* Text
----------
She then led her own mouse-based research labs, first at The Chicago Medical School (today known as Rosalind Franklin University of Medicine and Science), and later at Northeastern Ohio Universities College of Medicine (today known as Northeast Ohio Medical University, or NEOMED), while also mentoring graduate students and teaching biochemistry and molecular pathology to medical students.
"I was living my dream from the summer of 1975 of doing medically relevant research," she says.
Her research focused on the effects of growth hormone on bones and connective tissue in mice. She not only used JAX® Mice to study osteogenesis imperfecta, a rare bone deficiency, but also donated to JAX a mouse model for acromegaly, a syndrome caused by excess production of growth hormone.
Along the way she published the first paper demonstrating the use of polymerase chain reaction (PCR) technology for genotyping pre-implantation embryos, and she later gained a patent for a method to express therapeutic genes in marrow cells for the treatment of bone diseases.
In 2007, rather than continuing as a "good but not great" basic research scientist whose ideas might never be translated into clinical applications, King decided to leave academic research for a job in the pharmaceutical industry. She wanted a more direct role in helping patients.
"I realized I could have a bigger impact facilitating other people's ideas," she says.
Today, at 56, King works in New Jersey as a medical science liaison for a multinational drug company, which she prefers not to name for publication. She interacts with scientists, doctors, insurers and thought leaders to gain and share constructive ideas for the safe and effective use of the company's smoking-cessation and endocrine-care drugs.
She is glad for the opportunity to help smokers break their tobacco habit. "There are so many people who have difficulty quitting, or think they'll do it tomorrow," she says. "It's a very important health problem. If we had to have a message about quitting smoking, it would be, 'Don't assume you can do it alone; get help.' There are counseling services, quit lines and pharmaceutical aids that can help break the addiction to nicotine."
Helping patients is not only personally satisfying but also enables King financially to support a nonprofit institution that also helps patients, by translating basic research into precise genomic solutions for disease.
----------
* Set of tasks
A - Summarize the career profile of King in two sentences.
B - Write the next few sentences of the career profile of King, picking up after its final sentence.
These records have no connection to the career profile of King.

(Dataset records)
----------
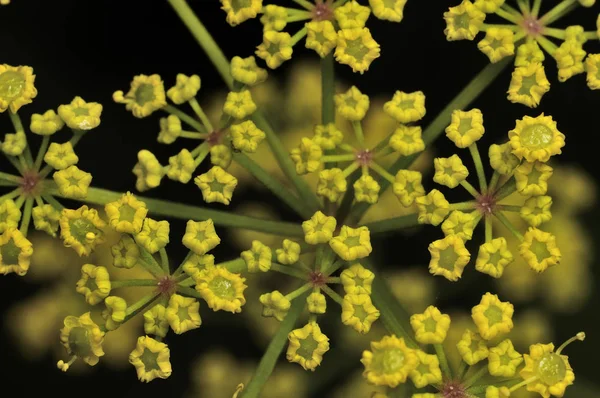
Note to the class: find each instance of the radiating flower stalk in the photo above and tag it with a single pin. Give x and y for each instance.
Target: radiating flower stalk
(334, 239)
(528, 36)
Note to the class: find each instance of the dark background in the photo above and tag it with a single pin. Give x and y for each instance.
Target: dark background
(92, 48)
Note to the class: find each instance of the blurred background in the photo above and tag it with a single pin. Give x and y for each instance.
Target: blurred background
(93, 48)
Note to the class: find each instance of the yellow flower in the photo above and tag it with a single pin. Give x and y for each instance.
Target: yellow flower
(351, 15)
(460, 224)
(289, 253)
(274, 18)
(115, 312)
(539, 249)
(45, 218)
(154, 235)
(126, 215)
(407, 140)
(449, 257)
(275, 304)
(592, 66)
(528, 85)
(536, 138)
(125, 252)
(258, 257)
(245, 70)
(366, 189)
(61, 156)
(185, 88)
(146, 95)
(182, 314)
(449, 171)
(472, 348)
(316, 303)
(332, 184)
(321, 37)
(10, 215)
(238, 12)
(155, 321)
(216, 185)
(148, 171)
(221, 289)
(94, 283)
(389, 362)
(359, 312)
(569, 59)
(200, 237)
(356, 48)
(431, 326)
(307, 346)
(502, 159)
(408, 187)
(16, 87)
(246, 136)
(275, 49)
(170, 129)
(81, 229)
(536, 210)
(466, 127)
(239, 104)
(493, 256)
(352, 243)
(46, 124)
(14, 144)
(427, 371)
(388, 10)
(81, 115)
(529, 52)
(352, 105)
(406, 107)
(488, 6)
(492, 316)
(15, 252)
(463, 21)
(504, 359)
(151, 359)
(82, 338)
(532, 178)
(433, 207)
(497, 44)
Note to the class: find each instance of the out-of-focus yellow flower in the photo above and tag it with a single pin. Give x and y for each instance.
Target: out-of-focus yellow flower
(145, 96)
(151, 359)
(16, 87)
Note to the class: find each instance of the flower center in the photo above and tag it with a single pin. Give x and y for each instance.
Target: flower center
(551, 369)
(536, 136)
(11, 85)
(532, 26)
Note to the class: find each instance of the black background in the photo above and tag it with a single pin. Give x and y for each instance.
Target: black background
(92, 48)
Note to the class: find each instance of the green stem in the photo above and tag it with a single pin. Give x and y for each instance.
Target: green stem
(327, 89)
(269, 359)
(183, 211)
(393, 224)
(132, 283)
(273, 184)
(41, 152)
(461, 101)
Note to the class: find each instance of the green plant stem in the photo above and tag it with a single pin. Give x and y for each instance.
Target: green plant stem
(435, 128)
(132, 282)
(327, 89)
(221, 63)
(279, 190)
(269, 359)
(393, 224)
(182, 211)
----------
* Your responses
A - King ran mouse-based research labs at two medical schools, where she studied the effects of growth hormone on bones and connective tissue, published the first paper showing PCR genotyping of pre-implantation embryos, and earned a patent for expressing therapeutic genes in marrow cells. In 2007 she left academic research for the pharmaceutical industry, and she now works in New Jersey as a medical science liaison for a multinational drug company's smoking-cessation and endocrine-care drugs.

B -
"The Jackson Laboratory is my major philanthropic interest," King says. "I'm no longer at the research bench myself, but with my corporate salary, and maximizing my company's generous match, I'm able to support this medical revolution through my donations. While I regularly support several local charities and one rare disease charity, I like the ripple effect that my support of The Jackson Laboratory has the potential to generate."
Her ardent support of JAX doesn't surprise Kathleen Sartoris, Pharm.D., King's former corporate colleague and supervisor. "Donna believes in good science, and I think she feels that she can recognize it," Sartoris says. "She's a long-term thinker about where ideas can go, and she likes to match that with people she thinks can make that happen."
King serves on JAX's Annual Fund Leadership Gifts Committee, encouraging others to give $1,000 or more. The Annual Fund aims to raise $2 million this year to support research, the recruitment of world-class faculty, and educational programs for emerging scientists — and she would like to aim higher next year.
"I'm in love with The Jackson Laboratory — that's my nearest and dearest educational affiliation," King says. "It's a national treasure."
Edison T. Liu, M.D., JAX's president and CEO, couldn't agree more.
"Donna's story illustrates the power JAX has to shape the careers of aspiring scientists and our commitment to make a difference in the lives of each of our student colleagues," says Liu. "We are most grateful for Donna's passion in giving back to JAX, as these resources are precisely what we need to fuel innovation in research and in education. She inspires me, so I know she will inspire others."